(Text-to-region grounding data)
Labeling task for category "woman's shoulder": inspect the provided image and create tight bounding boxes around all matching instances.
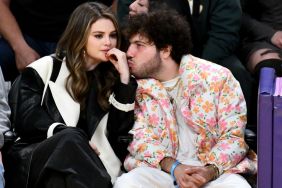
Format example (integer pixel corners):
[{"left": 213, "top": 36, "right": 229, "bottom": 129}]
[
  {"left": 26, "top": 55, "right": 54, "bottom": 84},
  {"left": 27, "top": 56, "right": 53, "bottom": 72}
]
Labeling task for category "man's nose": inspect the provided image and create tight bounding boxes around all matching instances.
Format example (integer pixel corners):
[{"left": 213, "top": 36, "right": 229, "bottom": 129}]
[
  {"left": 126, "top": 45, "right": 134, "bottom": 57},
  {"left": 129, "top": 2, "right": 136, "bottom": 13}
]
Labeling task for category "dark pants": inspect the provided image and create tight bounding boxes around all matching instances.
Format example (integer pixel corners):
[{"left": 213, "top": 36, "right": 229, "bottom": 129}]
[
  {"left": 0, "top": 35, "right": 57, "bottom": 81},
  {"left": 3, "top": 128, "right": 111, "bottom": 188}
]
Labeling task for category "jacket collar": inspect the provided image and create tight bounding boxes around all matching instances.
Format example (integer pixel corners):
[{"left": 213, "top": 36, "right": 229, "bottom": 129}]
[{"left": 29, "top": 56, "right": 80, "bottom": 127}]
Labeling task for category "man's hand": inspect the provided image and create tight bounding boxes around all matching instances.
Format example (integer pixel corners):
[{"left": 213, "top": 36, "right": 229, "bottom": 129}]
[
  {"left": 160, "top": 157, "right": 218, "bottom": 188},
  {"left": 271, "top": 31, "right": 282, "bottom": 49},
  {"left": 174, "top": 164, "right": 206, "bottom": 188},
  {"left": 14, "top": 43, "right": 40, "bottom": 71},
  {"left": 173, "top": 164, "right": 217, "bottom": 188}
]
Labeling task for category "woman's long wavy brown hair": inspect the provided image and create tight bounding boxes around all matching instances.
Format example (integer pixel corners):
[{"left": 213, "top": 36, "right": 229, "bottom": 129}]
[{"left": 55, "top": 2, "right": 121, "bottom": 110}]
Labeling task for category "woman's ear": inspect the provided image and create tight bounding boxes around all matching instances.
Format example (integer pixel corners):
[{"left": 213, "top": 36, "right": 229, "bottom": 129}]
[{"left": 160, "top": 45, "right": 172, "bottom": 59}]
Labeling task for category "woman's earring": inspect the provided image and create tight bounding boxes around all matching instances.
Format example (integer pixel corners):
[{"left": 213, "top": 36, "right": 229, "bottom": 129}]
[{"left": 83, "top": 50, "right": 86, "bottom": 58}]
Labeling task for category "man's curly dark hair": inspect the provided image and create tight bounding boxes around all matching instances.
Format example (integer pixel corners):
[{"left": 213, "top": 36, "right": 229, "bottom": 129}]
[{"left": 124, "top": 9, "right": 193, "bottom": 64}]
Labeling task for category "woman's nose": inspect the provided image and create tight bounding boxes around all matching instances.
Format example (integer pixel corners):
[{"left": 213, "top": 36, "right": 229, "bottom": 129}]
[{"left": 104, "top": 36, "right": 111, "bottom": 46}]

• **ABOUT THIS EXERCISE**: Reproduce the complete set of records verbatim and omit the pictures.

• **SOLUTION**:
Labeling task for category "woman's shoulder": inspect the provided image and create tight bounding boxes around all matching instances.
Format example (integer pixel corners):
[{"left": 213, "top": 36, "right": 229, "bottom": 129}]
[
  {"left": 26, "top": 55, "right": 54, "bottom": 84},
  {"left": 27, "top": 56, "right": 53, "bottom": 72}
]
Labeling task for category "man's nose": inspect the provided image and create tight bounding boxes around all matching instances.
Format example (integer pixel corners):
[{"left": 213, "top": 36, "right": 229, "bottom": 129}]
[
  {"left": 126, "top": 45, "right": 134, "bottom": 57},
  {"left": 129, "top": 2, "right": 136, "bottom": 13}
]
Labeling task for category "dark pants": inspect the provided image and create tight bounding boxes around all matching instances.
Format example (integer pixel corners):
[{"left": 213, "top": 36, "right": 229, "bottom": 129}]
[
  {"left": 0, "top": 35, "right": 57, "bottom": 81},
  {"left": 3, "top": 128, "right": 111, "bottom": 188}
]
Labeling task for category "jacket collar": inspect the provided image and create tight bounding boxes around all matching instances.
Format example (integer pixel corners):
[{"left": 213, "top": 36, "right": 229, "bottom": 129}]
[{"left": 29, "top": 56, "right": 80, "bottom": 127}]
Labeling task for category "man's hand": inspect the provided image and create tight bounding boxes around all matching instances.
Format example (integer pixel corners):
[{"left": 213, "top": 36, "right": 229, "bottom": 129}]
[
  {"left": 160, "top": 157, "right": 218, "bottom": 188},
  {"left": 271, "top": 31, "right": 282, "bottom": 49},
  {"left": 174, "top": 164, "right": 206, "bottom": 188},
  {"left": 14, "top": 43, "right": 40, "bottom": 71},
  {"left": 173, "top": 164, "right": 217, "bottom": 188}
]
Labeling task for category "woman's long wavy brown hair": inspect the provided image and create tight bounding boxes around all matching instances.
Format example (integer pixel corners):
[{"left": 213, "top": 36, "right": 229, "bottom": 129}]
[{"left": 55, "top": 2, "right": 121, "bottom": 110}]
Labeling task for category "woman's ear": inspect the provided image and create tight bounding boxes around all matching instances.
Format example (integer pixel corners):
[{"left": 213, "top": 36, "right": 229, "bottom": 129}]
[{"left": 160, "top": 45, "right": 172, "bottom": 59}]
Labeling task for category "woman's earring": inspect the provided image and create tight bounding boxes around all matching instances.
Format example (integer pixel corners):
[{"left": 213, "top": 36, "right": 229, "bottom": 129}]
[{"left": 83, "top": 50, "right": 86, "bottom": 58}]
Labeling task for category "man's curly dark hair": inspect the provided image and create tight bounding boxes around all matching instances.
Format example (integer pixel corners):
[{"left": 213, "top": 36, "right": 229, "bottom": 129}]
[{"left": 124, "top": 9, "right": 193, "bottom": 64}]
Labeling task for category "woman's nose": inspect the provided image and create tight bounding boxes around all matching instances.
Format example (integer pixel corners):
[{"left": 213, "top": 36, "right": 229, "bottom": 129}]
[{"left": 104, "top": 36, "right": 111, "bottom": 46}]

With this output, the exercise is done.